» **REQUIREMENT**
Return all the records, each one exactly as given.

------ TASK MATERIAL

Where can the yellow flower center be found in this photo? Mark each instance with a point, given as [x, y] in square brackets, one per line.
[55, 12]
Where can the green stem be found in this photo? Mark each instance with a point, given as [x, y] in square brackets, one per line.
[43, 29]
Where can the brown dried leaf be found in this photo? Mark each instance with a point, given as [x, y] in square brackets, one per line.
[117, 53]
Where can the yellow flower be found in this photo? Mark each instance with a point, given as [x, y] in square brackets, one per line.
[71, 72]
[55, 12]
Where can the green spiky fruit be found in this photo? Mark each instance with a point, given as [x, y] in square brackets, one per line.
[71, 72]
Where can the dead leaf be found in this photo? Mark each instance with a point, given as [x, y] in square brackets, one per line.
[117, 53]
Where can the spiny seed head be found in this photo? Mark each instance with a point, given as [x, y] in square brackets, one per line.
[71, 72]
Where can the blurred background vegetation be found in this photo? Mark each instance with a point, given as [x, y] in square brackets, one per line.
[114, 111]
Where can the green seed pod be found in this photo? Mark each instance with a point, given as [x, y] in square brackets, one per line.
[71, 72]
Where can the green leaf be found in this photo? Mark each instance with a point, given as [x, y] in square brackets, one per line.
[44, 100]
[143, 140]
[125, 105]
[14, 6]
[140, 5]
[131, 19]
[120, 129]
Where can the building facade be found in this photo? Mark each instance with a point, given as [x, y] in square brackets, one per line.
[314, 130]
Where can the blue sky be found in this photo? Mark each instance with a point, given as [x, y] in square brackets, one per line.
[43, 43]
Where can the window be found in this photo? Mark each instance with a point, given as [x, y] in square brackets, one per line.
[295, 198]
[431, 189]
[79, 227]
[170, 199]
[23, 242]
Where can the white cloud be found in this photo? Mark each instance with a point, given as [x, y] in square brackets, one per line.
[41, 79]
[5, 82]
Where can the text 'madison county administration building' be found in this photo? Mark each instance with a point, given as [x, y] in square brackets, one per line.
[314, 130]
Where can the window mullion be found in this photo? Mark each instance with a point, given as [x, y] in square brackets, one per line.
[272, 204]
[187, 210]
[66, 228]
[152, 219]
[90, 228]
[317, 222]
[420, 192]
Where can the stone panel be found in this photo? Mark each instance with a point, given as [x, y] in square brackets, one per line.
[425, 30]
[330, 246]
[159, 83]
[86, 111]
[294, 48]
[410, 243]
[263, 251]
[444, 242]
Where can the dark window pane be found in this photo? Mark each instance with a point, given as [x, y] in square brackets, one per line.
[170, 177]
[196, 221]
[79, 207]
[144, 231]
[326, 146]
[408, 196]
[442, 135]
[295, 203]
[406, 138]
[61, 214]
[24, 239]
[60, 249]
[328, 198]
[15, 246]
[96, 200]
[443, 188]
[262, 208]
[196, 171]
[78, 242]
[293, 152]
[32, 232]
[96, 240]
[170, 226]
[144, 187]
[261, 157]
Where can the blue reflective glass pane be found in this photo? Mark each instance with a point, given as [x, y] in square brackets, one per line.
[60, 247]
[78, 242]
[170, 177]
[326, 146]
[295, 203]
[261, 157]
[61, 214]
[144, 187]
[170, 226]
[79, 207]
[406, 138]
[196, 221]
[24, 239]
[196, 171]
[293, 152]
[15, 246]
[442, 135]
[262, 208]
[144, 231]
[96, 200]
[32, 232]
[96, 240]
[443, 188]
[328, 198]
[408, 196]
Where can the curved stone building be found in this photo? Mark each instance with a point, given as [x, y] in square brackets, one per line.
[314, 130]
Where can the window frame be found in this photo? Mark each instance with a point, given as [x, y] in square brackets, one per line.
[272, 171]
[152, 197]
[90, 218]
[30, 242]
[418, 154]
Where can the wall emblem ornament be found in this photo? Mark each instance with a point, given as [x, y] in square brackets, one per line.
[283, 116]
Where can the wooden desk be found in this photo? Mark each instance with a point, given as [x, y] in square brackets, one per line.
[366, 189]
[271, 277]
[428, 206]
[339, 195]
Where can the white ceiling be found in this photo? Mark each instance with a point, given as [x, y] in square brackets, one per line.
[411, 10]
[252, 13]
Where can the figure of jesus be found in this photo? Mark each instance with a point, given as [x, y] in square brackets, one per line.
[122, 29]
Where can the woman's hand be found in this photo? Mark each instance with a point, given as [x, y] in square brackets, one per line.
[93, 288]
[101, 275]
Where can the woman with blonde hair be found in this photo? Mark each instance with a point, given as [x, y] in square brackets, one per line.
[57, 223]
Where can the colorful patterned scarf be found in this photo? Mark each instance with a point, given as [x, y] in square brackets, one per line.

------------

» **WRITTEN ANSWER**
Where can the yellow flower center be found in this photo? Mark each instance with a point, given as [x, y] in square brackets, one per line.
[55, 12]
Where can the green stem be found in this photo? Mark each instance with a point, given as [x, y] in square brackets, one per line.
[43, 29]
Where can the brown dried leaf be found in this photo? Mark each instance with a point, given as [x, y] in square brackets, one per line.
[117, 53]
Where can the yellow flower be found in this photo? Mark each instance with a point, given as [x, y] in square brackets, one per line.
[71, 72]
[55, 12]
Where can the green spiky fruit be found in this photo? Mark each instance with a point, given as [x, y] in square brackets, one per line.
[71, 72]
Where can the dead leaf be found in this photo? Mark each instance with a point, given as [x, y] in square brackets, one per line.
[117, 53]
Where can the spiny seed head be found in this photo? Mark each instance with a point, given as [x, y] in square brackets, one per line.
[71, 72]
Where can the blurred background vegetation be found in this photo? Mark each instance with a point, given as [x, y] in square brackets, one per line.
[114, 111]
Where can the green seed pod be found in this photo? Mark each instance with a point, given as [x, y] in square brackets, one per line.
[71, 72]
Where can the green leaf be found in this photo? Mark each instance with a point, given as [x, y] in square brackets, one per line.
[44, 100]
[143, 140]
[125, 105]
[14, 6]
[140, 5]
[131, 19]
[120, 129]
Where can the building facade be found in this photo? Mark each instance with a point, given as [x, y] in square brackets, one per line.
[314, 130]
Where can the blue sky be found in this photo? Mark each instance with a point, given as [x, y] in square brackets, one per line.
[43, 43]
Where can the window be found in this photo? Mark each instance with a point, given as [x, y] in square brackets, one per line.
[295, 198]
[431, 189]
[79, 227]
[170, 199]
[23, 242]
Where can the white cloud be found in this photo? Mark each instance with a point, given as [x, y] in square brackets, one per line.
[41, 79]
[5, 82]
Where can the text 'madison county administration building' be found in this photo? Mark each instance with a point, given as [x, y] in square brackets, one per line.
[314, 130]
Where can the window mullion be found in this photo? Mark each instance with a point, given as [x, y] in square brackets, one per line.
[272, 204]
[187, 210]
[66, 228]
[152, 219]
[90, 228]
[317, 222]
[420, 192]
Where can the stone panel be found in this photo? Mark each instance with a point, given as [x, y] in square brackets, one per line.
[425, 30]
[330, 246]
[159, 83]
[86, 111]
[294, 48]
[410, 243]
[263, 251]
[444, 242]
Where can the dark window pane be found in this photo? Mark each instance with a point, given as [x, y] in square brackets, one per line.
[170, 177]
[196, 221]
[79, 207]
[144, 231]
[326, 146]
[408, 196]
[442, 135]
[295, 203]
[406, 138]
[61, 214]
[24, 239]
[60, 249]
[328, 198]
[15, 246]
[96, 200]
[443, 188]
[262, 208]
[196, 171]
[78, 242]
[293, 152]
[32, 232]
[96, 240]
[170, 226]
[144, 187]
[261, 157]
Where can the blue reflective glass pane be found in this photo? Mark each instance with a point, given as [x, y] in square brackets, one per line.
[60, 247]
[78, 242]
[170, 177]
[326, 146]
[295, 203]
[261, 157]
[61, 214]
[144, 187]
[170, 226]
[79, 207]
[406, 138]
[196, 221]
[24, 239]
[196, 171]
[293, 152]
[15, 246]
[442, 135]
[262, 208]
[144, 231]
[96, 200]
[32, 232]
[96, 240]
[443, 188]
[328, 198]
[408, 196]
Where can the curved stone building be found in this photo? Mark each instance with a point, given as [x, y] in square brackets, one per line.
[314, 130]
Where can the window frame be found in this photo? Mark each instance with a point, given as [x, y] in square brackets, one per line.
[272, 171]
[152, 197]
[90, 218]
[30, 242]
[418, 154]
Where can the wall emblem ornament be found in this photo? Mark each instance with a point, given as [x, y] in square brackets, one per line.
[283, 116]
Where can the wooden desk be found in this photo? Mark each instance with a point, given as [x, y] in square brackets, one per line.
[366, 189]
[271, 277]
[428, 206]
[339, 195]
Where can the white ceiling be found in this photo? Mark each instance with a point, given as [x, y] in square brackets, one per line.
[411, 10]
[252, 13]
Where can the figure of jesus be found in this photo? Mark each instance with a point, given as [x, y] in square brackets, one per line.
[122, 29]
Where can the woman's hand be found in this photo? Mark each instance with a point, given as [x, y] in square brackets, one per line.
[93, 288]
[101, 275]
Where can the woman with blonde hair be found in this photo? Mark each instance with a point, given as [x, y] in square brackets, one per line.
[57, 223]
Where can the colorful patterned scarf be found in this photo? Mark each instance with a point, given as [x, y] in square brackets, one per line.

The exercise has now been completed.